The request.
Rewrite the stretch of the entries from their start through the line containing "[118,330,394,649]" as a numbered list, skipping blank lines and leaving out the pictures.

(Detection entries)

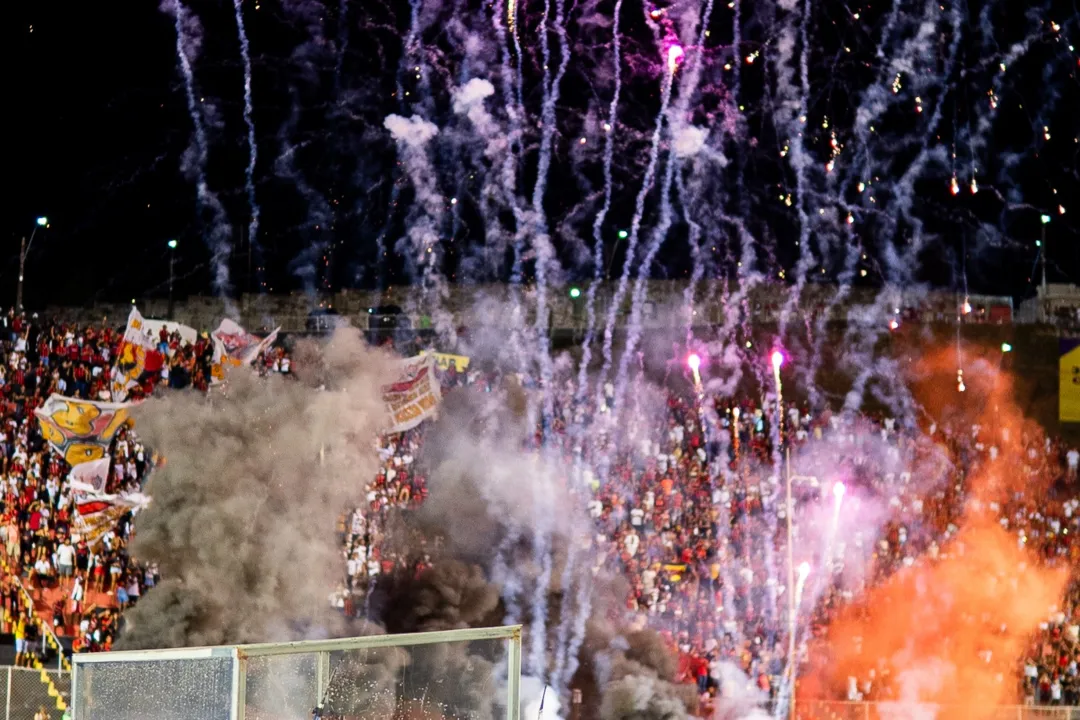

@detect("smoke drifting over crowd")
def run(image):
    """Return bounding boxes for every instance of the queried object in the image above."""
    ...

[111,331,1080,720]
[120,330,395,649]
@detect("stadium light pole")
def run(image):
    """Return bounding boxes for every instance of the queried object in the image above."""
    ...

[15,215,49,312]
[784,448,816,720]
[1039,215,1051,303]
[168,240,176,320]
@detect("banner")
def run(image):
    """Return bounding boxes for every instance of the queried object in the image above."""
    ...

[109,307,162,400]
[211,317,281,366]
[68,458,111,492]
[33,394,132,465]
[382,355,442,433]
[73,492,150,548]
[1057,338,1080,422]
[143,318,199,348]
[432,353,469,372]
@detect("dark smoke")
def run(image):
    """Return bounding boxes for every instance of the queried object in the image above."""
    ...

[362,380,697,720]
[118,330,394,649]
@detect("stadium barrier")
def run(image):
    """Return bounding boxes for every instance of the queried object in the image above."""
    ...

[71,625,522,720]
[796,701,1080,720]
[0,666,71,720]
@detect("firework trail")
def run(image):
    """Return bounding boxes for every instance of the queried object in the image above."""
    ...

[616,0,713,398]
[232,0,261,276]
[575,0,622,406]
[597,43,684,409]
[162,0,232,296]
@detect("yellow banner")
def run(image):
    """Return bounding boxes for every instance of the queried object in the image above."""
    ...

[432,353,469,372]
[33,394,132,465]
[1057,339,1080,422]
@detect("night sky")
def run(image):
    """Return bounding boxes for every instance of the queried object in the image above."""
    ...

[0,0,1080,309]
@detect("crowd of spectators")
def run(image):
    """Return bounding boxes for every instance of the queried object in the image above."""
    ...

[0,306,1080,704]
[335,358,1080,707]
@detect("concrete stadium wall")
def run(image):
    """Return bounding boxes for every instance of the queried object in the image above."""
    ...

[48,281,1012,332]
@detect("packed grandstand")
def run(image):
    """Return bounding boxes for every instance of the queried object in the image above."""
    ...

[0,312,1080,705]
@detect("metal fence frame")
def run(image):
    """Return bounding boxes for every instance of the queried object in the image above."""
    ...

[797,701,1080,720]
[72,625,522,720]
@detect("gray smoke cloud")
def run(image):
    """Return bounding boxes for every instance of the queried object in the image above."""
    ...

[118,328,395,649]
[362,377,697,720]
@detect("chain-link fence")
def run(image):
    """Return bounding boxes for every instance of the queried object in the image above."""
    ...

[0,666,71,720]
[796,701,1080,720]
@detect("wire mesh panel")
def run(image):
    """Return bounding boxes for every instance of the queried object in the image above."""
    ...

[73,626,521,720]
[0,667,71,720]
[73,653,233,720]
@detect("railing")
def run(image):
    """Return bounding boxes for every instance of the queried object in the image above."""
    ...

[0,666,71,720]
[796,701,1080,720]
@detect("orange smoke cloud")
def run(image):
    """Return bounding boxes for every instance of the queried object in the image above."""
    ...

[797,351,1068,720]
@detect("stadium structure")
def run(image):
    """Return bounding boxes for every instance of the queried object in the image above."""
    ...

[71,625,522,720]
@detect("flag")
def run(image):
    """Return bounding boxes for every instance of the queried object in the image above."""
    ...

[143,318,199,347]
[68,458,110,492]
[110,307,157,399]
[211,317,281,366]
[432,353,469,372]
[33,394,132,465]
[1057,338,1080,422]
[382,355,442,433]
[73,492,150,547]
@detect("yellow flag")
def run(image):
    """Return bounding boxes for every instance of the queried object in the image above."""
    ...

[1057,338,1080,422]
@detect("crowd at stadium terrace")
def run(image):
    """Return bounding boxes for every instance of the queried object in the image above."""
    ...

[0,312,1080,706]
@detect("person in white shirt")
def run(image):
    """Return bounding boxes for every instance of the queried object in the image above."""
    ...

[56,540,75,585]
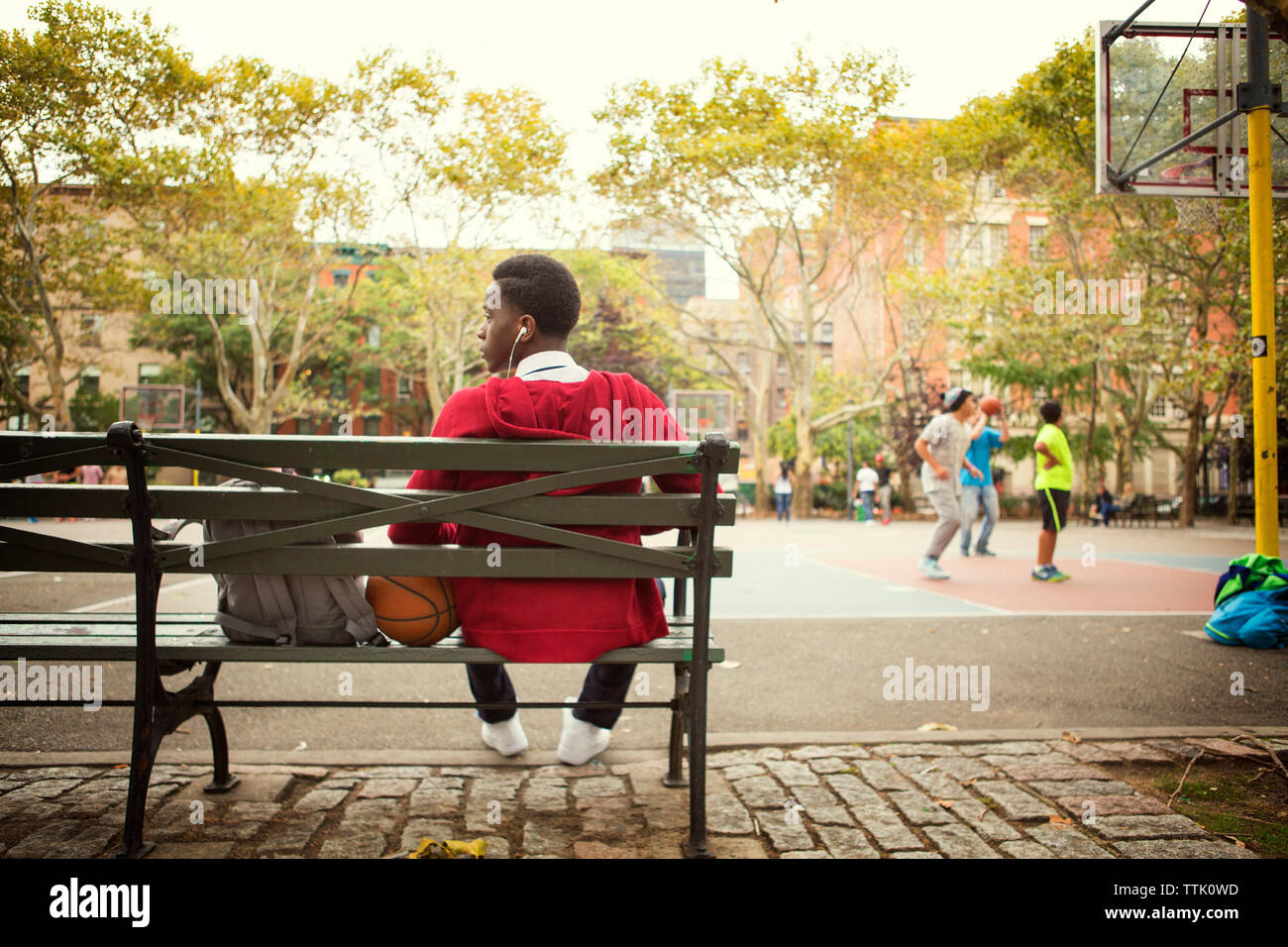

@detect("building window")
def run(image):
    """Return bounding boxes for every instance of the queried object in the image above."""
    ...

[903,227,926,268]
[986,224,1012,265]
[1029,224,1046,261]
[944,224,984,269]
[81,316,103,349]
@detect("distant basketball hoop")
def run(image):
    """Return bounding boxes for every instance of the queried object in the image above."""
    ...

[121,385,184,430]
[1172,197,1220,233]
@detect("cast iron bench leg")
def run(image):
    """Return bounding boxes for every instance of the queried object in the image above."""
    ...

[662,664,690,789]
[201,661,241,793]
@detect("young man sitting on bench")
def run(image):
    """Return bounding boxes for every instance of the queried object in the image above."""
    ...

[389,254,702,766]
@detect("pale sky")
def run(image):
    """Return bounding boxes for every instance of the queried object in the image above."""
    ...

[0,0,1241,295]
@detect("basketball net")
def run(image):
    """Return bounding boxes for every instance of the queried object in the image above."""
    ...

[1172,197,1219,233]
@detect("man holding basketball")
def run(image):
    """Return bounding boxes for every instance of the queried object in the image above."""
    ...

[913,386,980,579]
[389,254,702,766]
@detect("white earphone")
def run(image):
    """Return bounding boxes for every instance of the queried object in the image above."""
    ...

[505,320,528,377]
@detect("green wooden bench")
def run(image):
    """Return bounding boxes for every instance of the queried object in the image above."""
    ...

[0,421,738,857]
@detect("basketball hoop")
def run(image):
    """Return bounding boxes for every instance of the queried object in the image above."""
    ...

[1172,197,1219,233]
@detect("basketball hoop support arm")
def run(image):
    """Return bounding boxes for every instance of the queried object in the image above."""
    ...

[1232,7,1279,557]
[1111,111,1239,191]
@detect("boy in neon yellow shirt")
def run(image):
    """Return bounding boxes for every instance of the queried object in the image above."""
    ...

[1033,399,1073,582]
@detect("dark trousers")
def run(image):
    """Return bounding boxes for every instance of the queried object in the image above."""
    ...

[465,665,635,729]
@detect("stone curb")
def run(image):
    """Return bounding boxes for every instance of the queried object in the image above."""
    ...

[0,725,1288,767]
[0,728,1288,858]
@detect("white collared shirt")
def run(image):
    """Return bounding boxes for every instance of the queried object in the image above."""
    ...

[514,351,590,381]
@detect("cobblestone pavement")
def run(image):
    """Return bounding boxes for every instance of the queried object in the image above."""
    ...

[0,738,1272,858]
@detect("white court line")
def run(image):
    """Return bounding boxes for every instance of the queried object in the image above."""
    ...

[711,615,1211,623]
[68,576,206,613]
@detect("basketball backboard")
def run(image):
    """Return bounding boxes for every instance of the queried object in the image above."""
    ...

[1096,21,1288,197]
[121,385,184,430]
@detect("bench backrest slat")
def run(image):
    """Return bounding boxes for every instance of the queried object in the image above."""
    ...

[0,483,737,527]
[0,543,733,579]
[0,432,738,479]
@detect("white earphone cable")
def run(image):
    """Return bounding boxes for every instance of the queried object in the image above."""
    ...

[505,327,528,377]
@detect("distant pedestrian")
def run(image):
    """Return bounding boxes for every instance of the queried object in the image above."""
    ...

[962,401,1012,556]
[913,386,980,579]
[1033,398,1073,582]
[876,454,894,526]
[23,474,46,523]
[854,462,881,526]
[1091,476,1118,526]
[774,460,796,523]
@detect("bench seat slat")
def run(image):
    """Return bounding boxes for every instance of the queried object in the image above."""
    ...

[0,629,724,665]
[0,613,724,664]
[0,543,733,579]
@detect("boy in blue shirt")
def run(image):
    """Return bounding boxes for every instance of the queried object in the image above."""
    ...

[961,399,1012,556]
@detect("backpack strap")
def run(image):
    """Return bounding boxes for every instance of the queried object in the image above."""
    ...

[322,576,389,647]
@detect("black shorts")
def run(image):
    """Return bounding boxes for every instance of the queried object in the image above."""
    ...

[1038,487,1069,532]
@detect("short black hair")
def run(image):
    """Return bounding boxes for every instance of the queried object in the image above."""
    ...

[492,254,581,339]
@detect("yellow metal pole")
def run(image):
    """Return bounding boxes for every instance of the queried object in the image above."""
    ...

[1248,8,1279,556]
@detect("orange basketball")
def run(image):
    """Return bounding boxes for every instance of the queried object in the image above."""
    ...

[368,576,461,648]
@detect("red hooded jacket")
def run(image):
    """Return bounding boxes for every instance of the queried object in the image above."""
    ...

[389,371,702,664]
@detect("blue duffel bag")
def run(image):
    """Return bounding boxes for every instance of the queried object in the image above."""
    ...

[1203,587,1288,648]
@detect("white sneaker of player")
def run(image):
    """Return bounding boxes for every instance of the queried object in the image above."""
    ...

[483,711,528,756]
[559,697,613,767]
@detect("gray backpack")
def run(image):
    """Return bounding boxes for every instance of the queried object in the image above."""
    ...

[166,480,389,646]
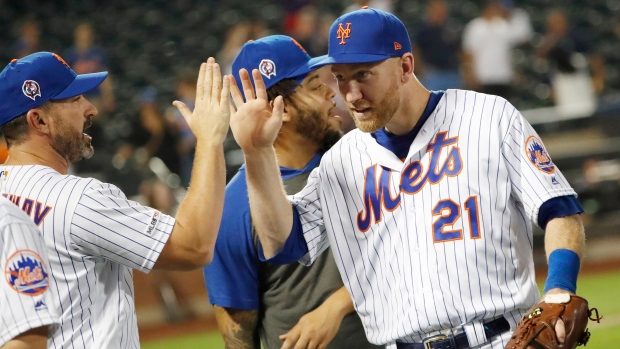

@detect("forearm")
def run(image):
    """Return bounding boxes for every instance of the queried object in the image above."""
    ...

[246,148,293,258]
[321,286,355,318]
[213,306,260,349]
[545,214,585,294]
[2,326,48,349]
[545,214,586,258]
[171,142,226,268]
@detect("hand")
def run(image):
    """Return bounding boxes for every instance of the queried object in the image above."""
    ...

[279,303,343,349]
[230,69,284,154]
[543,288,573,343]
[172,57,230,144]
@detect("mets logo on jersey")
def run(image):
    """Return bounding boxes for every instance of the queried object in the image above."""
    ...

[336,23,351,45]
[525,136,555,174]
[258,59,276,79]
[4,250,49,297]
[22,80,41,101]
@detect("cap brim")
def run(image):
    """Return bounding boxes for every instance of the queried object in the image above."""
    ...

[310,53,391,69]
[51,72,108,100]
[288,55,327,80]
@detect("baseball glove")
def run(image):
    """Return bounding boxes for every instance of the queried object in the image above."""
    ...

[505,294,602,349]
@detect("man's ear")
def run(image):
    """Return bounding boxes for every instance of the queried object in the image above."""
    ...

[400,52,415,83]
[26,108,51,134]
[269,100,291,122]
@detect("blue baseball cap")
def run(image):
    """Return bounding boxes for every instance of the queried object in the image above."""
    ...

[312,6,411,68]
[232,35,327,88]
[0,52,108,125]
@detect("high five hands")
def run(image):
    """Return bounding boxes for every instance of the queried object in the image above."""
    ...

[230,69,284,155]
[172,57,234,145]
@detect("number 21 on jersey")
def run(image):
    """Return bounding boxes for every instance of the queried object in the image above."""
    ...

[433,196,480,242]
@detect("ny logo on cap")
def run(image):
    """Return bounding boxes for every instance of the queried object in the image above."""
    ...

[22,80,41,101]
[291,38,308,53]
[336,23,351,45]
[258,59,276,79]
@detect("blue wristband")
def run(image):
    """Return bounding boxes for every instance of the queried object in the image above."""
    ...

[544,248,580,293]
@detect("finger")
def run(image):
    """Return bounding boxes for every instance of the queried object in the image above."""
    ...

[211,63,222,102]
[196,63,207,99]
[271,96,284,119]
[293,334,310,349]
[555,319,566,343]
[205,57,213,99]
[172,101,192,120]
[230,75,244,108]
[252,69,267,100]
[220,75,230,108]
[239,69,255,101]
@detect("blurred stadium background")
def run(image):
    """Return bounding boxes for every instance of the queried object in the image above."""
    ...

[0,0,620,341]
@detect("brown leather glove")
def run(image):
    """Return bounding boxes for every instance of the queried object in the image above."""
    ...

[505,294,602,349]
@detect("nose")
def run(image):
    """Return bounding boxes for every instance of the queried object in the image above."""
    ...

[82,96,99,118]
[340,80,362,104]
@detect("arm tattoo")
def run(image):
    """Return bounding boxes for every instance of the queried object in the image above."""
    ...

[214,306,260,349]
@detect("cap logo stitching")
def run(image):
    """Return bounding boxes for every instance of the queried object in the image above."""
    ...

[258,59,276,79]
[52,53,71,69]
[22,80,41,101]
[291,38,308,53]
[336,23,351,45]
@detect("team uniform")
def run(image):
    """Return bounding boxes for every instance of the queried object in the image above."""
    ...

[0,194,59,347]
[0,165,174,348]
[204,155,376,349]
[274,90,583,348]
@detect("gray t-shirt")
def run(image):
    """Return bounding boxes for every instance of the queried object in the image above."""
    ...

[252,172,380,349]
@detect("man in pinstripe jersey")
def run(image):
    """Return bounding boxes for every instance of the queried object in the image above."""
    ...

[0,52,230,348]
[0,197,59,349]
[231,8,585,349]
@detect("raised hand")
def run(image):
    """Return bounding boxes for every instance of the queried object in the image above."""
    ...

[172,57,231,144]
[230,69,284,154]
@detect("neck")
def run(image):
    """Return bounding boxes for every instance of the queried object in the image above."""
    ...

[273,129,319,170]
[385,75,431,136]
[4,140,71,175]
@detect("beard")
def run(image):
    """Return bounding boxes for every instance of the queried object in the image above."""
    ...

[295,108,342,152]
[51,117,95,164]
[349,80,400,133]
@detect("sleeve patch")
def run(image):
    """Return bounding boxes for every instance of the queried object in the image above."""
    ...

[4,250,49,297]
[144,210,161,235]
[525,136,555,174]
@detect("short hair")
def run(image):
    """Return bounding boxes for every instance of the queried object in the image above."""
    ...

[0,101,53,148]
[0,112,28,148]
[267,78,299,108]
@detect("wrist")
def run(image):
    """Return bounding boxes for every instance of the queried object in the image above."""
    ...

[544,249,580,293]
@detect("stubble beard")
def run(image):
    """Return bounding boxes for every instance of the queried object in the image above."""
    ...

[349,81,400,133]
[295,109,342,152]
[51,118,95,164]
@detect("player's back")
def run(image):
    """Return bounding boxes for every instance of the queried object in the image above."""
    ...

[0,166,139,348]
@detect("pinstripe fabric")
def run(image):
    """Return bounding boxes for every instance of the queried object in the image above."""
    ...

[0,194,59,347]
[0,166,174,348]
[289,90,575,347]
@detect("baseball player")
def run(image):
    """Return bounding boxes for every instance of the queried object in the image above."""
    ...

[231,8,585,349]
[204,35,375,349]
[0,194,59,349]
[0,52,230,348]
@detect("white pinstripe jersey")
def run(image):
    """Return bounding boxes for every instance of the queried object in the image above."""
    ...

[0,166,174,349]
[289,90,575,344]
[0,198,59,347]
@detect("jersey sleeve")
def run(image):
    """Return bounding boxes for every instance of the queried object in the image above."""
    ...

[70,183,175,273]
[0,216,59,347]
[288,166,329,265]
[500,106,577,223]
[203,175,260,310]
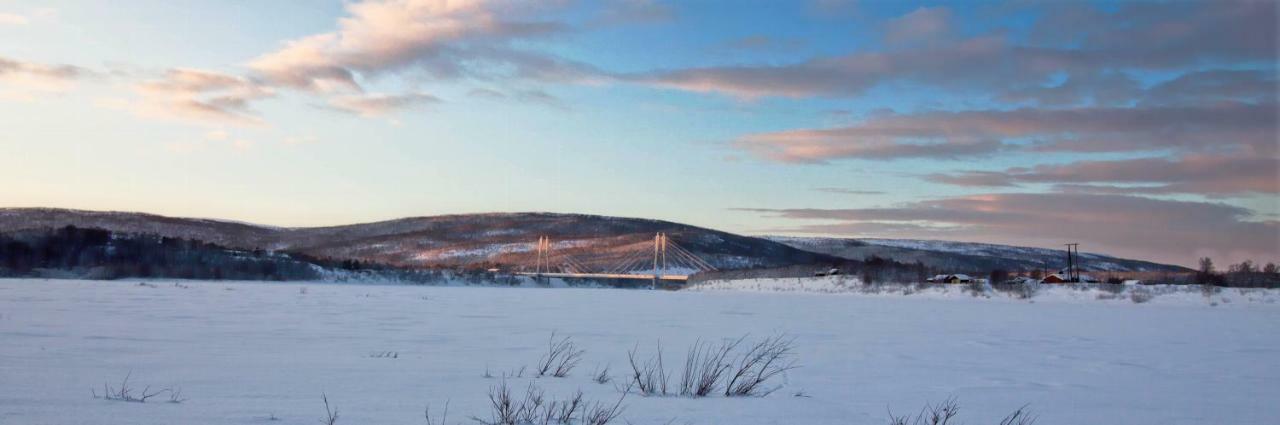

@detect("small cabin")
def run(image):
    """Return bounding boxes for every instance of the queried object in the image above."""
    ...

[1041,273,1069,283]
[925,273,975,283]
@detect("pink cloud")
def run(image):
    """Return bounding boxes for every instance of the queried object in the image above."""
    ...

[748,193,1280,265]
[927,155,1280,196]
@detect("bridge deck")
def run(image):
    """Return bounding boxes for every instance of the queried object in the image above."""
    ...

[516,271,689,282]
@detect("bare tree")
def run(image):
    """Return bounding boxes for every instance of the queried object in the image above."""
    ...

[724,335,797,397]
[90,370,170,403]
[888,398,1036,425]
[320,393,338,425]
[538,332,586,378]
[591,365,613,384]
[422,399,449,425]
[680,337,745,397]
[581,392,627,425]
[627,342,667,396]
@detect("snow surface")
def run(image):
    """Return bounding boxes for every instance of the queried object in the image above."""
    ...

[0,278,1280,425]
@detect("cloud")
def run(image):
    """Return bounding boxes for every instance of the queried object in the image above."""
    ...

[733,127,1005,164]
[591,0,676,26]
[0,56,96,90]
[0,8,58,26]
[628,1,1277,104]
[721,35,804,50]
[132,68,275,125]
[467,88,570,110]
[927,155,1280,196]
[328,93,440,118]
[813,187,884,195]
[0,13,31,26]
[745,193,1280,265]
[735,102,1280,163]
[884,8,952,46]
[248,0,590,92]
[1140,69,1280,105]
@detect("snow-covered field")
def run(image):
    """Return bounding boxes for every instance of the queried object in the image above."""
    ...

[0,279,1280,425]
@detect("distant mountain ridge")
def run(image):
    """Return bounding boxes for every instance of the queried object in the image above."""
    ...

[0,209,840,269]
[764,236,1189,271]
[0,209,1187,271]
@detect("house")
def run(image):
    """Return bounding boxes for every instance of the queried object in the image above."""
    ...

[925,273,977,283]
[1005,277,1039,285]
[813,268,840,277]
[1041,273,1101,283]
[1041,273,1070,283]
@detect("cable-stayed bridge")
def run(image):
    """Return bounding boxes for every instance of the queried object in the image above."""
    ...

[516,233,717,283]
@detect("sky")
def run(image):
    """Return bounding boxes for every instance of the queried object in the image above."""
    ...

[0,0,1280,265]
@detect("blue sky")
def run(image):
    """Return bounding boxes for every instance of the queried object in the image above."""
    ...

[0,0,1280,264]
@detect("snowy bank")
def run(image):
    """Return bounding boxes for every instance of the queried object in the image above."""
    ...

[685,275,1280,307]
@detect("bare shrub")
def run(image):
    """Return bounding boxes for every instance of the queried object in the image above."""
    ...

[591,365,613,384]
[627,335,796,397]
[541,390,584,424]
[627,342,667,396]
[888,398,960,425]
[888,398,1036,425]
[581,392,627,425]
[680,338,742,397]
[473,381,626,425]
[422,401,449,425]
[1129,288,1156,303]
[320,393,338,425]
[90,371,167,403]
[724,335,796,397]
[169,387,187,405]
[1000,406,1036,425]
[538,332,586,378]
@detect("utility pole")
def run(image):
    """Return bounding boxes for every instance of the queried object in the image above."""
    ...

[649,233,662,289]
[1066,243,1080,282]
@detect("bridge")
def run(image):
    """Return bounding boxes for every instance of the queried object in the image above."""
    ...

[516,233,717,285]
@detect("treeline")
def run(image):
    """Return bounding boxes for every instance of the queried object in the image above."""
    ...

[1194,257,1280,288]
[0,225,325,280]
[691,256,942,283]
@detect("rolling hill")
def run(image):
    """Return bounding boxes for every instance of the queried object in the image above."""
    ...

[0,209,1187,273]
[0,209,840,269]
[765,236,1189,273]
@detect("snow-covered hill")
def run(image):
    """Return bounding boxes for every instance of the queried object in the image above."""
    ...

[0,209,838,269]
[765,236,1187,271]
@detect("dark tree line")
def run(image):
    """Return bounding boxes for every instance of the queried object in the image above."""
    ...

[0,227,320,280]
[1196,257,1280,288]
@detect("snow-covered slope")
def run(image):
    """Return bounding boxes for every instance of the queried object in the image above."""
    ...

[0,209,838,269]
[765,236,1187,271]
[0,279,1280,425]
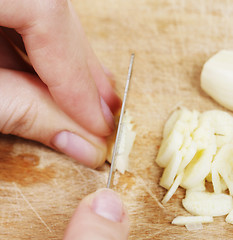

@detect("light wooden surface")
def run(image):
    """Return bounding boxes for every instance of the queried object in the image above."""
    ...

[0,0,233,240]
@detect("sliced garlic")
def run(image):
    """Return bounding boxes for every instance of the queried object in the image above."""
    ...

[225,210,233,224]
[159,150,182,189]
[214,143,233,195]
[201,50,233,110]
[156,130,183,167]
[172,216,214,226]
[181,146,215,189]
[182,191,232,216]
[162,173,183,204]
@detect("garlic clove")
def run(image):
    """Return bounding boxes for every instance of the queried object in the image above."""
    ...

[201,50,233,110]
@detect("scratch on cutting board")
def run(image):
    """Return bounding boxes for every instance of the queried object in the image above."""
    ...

Final answer.
1. @detect("smoke drifting over crowd")
2. def run(image):
3.     """Return bounding boxes for every instance of the queried object in the image above."""
4.     ...
5. [111,331,1080,720]
6. [120,330,395,649]
7. @detect("stadium light pole")
8. def run(image):
9.     """Return bounding boxes for every instance of the queried object in the image above."""
10.     ...
11. [15,215,49,312]
12. [784,448,816,720]
13. [1039,215,1051,303]
14. [168,240,176,320]
15. @detect("banner")
16. def run(image):
17.     """Return bounding boxes for every instance of the queried object in the image above."""
18.     ...
19. [109,307,162,400]
20. [211,317,281,366]
21. [68,458,111,492]
22. [33,394,132,465]
23. [382,355,442,433]
24. [73,492,150,548]
25. [1057,338,1080,422]
26. [143,318,199,348]
27. [432,353,469,372]
28. @detect("dark smoke")
29. def run(image):
30.     """Return bounding boxes for every instance of the queried object in the image above."""
31.     ...
32. [362,380,697,720]
33. [118,330,394,649]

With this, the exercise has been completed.